Activities.
1. From the text on Oregon attractions, copy out the stretch from "Each museum pass" through "48 inches tall)." word for word.
2. Please carry on the text on Oregon attractions from the point where it stops.

Document extract.

—————

Each museum pass includes entrance to the Aviation Museum, the Space Museum, and the Captain Michael King Smith Firearms Collection. A Space Museum ticket includes one free ride on the Evergreen Biplane (a ride for children 24 to 48 inches tall).
The Portland Japanese Garden is a haven of tranquil beauty nestled in Portland's Washington Park. The 5.5 -acre garden includes meandering streams, intimate walkways, a traditional Japanese pavilion, and an unsurpassed view of Mt. Hood. Open year-round.
The Jordan Schnitzer Museum of Art––a beacon of culture founded at the University of Oregon in 1933––plays host to more than 13,000 multinational artifacts and masterworks, including art from the United States, China, Japan, and Korea. The museum's expansive collection spotlights a wealth of contemporary American artwork, showcasing the brushstrokes of Robert Rauschenberg, the Polaroid snapshots of Andy Warhol, and the handprint turkeys of painter Morris Graves. The museum inspires awe with a collection of Russian religious icons and changing exhibits that include work by contemporary Chinese artist Xiaoze Xie and more.
The entire Earth spins inside of the Oregon Museum of Science and Industry. It's as if visitors have launched into outer space, where they can see everything—clouds forming over North America, hurricanes churning in the tropics, and millions of animals in migration. Night falls, and the major cities light up Earth's continents like misshapen Christmas trees. Just then, the planet disappears, and in its place rises a spinning orb of fire and violent solar storms: the sun. The display, appropriately titled Science On a Sphere, is actually a 6-foot animated globe powered by a series of video projectors. It serves as the perfect centerpiece for OMSI's Earth Hall, which explores geology, tectonics, and everything else that makes Earth a living planet. The hall's exhibits let visitors control wind turbines and launch satellites into space.

—————

Natural-language object grounding data:
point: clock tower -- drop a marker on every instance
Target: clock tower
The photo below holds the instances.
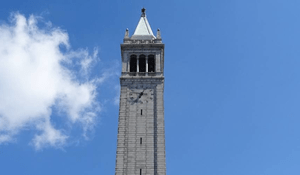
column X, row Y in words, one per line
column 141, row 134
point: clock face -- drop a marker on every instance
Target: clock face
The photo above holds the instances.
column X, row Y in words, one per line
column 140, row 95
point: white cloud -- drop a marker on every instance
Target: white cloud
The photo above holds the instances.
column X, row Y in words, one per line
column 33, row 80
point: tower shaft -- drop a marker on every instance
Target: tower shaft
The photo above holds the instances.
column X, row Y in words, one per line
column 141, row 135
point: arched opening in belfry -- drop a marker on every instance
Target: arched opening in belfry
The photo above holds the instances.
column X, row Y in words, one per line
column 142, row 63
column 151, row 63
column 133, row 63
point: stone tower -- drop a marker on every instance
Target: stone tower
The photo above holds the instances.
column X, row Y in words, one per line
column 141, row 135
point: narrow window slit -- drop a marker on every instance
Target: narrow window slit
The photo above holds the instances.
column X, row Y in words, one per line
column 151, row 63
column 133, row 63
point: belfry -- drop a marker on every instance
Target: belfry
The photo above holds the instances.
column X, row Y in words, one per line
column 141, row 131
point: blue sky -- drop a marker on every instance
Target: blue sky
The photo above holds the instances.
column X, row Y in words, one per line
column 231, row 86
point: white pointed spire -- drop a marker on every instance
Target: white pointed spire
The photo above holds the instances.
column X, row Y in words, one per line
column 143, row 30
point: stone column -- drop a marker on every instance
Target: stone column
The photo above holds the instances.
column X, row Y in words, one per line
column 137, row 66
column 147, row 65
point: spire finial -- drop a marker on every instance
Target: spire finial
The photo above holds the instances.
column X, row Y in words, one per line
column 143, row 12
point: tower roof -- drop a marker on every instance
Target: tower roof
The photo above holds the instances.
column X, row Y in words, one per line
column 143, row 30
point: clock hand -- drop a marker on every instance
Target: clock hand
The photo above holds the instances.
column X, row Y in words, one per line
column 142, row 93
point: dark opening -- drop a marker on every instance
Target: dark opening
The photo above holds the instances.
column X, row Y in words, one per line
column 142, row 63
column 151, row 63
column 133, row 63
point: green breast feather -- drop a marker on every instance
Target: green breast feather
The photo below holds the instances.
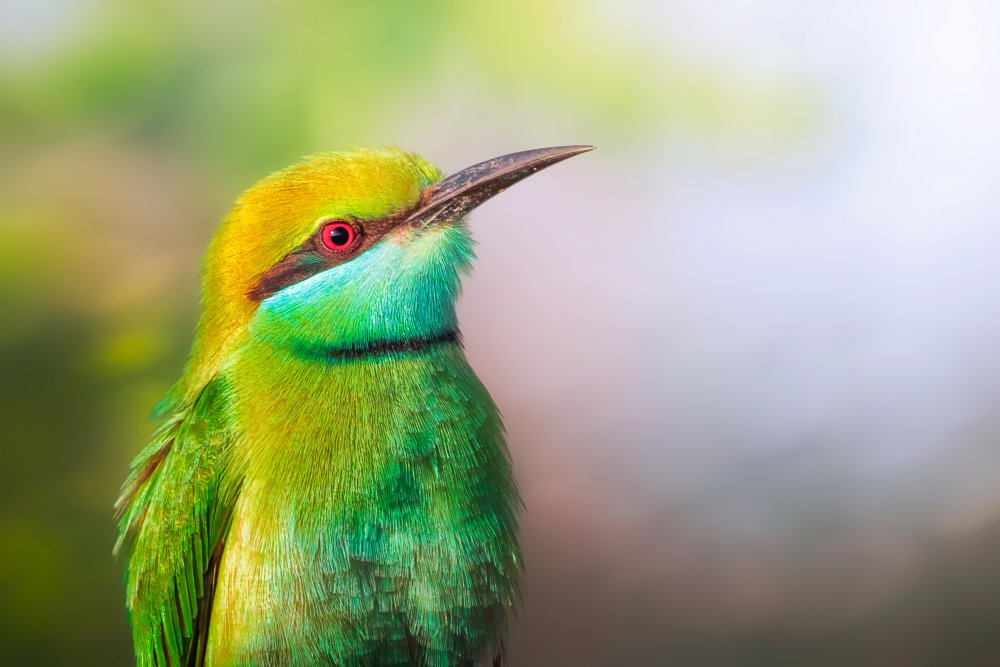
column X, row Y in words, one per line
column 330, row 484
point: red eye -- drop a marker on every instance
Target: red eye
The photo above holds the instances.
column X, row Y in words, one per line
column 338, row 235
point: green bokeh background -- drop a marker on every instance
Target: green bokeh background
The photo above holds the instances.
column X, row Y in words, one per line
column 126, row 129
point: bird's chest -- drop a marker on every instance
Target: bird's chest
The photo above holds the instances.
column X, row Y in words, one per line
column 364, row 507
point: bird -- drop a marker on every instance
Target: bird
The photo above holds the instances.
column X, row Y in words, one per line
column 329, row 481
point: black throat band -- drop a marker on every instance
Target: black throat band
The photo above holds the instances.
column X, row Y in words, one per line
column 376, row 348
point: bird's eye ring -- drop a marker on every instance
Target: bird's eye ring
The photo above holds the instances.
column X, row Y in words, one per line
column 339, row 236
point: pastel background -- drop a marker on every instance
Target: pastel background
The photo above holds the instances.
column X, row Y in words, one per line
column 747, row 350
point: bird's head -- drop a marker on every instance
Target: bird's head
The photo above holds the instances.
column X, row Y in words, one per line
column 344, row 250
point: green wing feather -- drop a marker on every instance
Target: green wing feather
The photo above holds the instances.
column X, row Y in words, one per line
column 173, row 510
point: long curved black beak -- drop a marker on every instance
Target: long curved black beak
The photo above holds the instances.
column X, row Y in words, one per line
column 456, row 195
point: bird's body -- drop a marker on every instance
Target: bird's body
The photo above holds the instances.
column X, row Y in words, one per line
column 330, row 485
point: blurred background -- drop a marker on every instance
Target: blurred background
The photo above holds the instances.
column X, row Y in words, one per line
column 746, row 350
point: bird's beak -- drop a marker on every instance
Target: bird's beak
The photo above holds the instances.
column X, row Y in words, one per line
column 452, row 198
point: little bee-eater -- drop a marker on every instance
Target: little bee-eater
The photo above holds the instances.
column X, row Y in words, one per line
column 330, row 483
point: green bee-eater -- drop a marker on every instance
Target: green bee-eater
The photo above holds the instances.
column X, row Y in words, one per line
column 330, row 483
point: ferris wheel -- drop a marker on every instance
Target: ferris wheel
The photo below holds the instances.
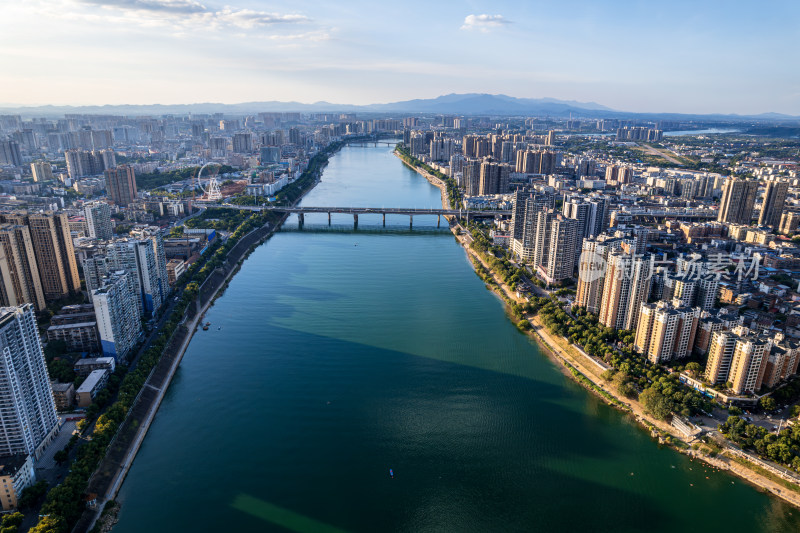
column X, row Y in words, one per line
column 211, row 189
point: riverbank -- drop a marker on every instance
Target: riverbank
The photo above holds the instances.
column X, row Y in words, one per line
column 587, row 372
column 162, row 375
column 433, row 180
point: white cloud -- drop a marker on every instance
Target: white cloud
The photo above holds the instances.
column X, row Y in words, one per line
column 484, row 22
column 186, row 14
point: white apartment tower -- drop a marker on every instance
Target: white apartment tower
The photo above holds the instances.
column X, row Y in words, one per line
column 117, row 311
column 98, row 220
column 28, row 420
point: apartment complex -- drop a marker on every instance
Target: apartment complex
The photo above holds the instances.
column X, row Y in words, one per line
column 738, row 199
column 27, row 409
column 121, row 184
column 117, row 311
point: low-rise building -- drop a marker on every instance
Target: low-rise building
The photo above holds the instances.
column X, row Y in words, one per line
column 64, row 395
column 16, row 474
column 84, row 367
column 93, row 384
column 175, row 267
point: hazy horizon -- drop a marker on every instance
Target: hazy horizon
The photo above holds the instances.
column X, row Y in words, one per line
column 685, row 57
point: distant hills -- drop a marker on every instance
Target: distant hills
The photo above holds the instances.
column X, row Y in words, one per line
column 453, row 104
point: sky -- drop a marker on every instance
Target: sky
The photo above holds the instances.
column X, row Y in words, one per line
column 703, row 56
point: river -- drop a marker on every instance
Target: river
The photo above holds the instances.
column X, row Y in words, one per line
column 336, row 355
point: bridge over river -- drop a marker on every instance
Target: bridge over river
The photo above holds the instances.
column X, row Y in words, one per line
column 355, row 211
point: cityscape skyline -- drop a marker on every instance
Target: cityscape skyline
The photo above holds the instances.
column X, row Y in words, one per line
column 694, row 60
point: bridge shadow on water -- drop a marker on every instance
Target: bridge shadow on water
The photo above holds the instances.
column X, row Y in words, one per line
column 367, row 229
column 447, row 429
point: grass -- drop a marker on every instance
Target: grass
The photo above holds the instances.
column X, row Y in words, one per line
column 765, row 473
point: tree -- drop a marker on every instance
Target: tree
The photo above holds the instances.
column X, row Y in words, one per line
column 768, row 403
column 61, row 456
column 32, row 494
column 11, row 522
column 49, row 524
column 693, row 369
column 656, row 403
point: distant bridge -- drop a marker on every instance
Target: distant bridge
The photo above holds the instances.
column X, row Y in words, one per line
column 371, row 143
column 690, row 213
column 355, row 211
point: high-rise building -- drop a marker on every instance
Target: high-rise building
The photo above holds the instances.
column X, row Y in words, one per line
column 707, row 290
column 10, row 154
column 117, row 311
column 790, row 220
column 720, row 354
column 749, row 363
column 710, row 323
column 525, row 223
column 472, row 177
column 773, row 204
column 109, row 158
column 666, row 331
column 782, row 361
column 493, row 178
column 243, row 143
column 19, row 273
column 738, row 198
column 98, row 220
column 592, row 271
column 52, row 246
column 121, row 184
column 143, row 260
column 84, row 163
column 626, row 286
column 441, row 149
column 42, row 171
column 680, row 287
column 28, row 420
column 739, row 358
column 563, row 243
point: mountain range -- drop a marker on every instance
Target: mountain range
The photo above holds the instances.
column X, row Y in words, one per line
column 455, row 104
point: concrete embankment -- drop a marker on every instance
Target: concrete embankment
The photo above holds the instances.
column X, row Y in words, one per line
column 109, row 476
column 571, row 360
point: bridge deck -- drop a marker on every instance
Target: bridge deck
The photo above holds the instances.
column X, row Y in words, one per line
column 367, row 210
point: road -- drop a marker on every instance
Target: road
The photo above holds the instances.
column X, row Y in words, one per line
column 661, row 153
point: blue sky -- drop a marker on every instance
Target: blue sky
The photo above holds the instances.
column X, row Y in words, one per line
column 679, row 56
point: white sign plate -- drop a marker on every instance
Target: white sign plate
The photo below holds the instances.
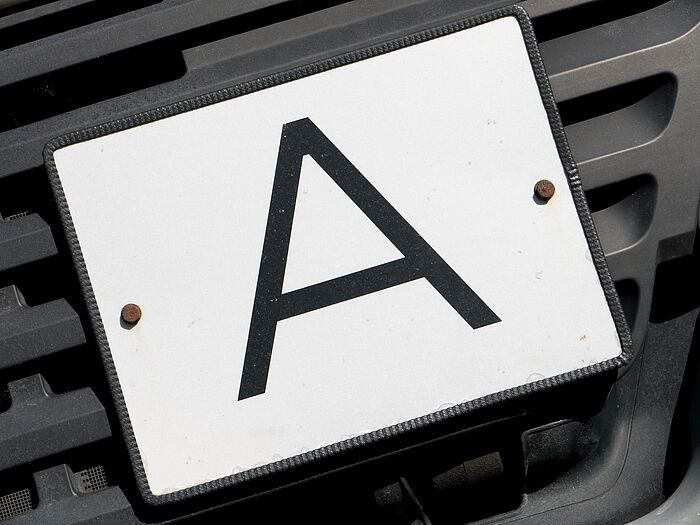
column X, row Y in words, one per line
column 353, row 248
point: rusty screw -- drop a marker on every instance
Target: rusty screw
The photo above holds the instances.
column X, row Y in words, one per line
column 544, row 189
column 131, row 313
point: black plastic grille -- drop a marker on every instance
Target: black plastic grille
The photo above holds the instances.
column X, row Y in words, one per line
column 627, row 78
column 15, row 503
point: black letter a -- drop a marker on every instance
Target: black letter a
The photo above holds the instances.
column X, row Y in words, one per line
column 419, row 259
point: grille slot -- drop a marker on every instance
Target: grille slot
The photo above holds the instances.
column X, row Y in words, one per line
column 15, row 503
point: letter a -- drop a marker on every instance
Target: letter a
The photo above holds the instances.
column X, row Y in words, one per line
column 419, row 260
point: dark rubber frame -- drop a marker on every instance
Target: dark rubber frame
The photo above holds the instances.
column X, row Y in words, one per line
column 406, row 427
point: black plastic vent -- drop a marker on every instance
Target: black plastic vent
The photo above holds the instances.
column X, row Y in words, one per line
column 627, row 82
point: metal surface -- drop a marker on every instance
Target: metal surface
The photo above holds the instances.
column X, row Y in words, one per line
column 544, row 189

—————

Answers given.
1.
Each museum pass includes entrance to the Aviation Museum, the Space Museum, and the Captain Michael King Smith Firearms Collection. A Space Museum ticket includes one free ride on the Evergreen Biplane (a ride for children 24 to 48 inches tall).

2.
Earth Hall is only one section of the museum, however. More hands-on activities wait within Turbine Hall, where kids design bridges and boats. Visitors can tour the USS Blueback, a U.S. Navy attack submarine that guarded the Pacific for 31 years, or gaze towards the heavens inside of Kendall Planetarium, which uses real-time 3D graphics to transport audiences into the very heart of black holes. Even Theory, the onsite eatery, has an educational focus. The restaurant's displays explore food sciences while Chef Ryan Morgan and his team use local ingredients to cook meals in full view.
Although every corner of OMSI sparks scientific curiosity, the museum's educational programs take things one step further. The faculty hosts astronomy camps and teaches 50-minute interactive labs in which kids might make soap or dissect a squid—a requisite skill for any future biologist or sushi chef.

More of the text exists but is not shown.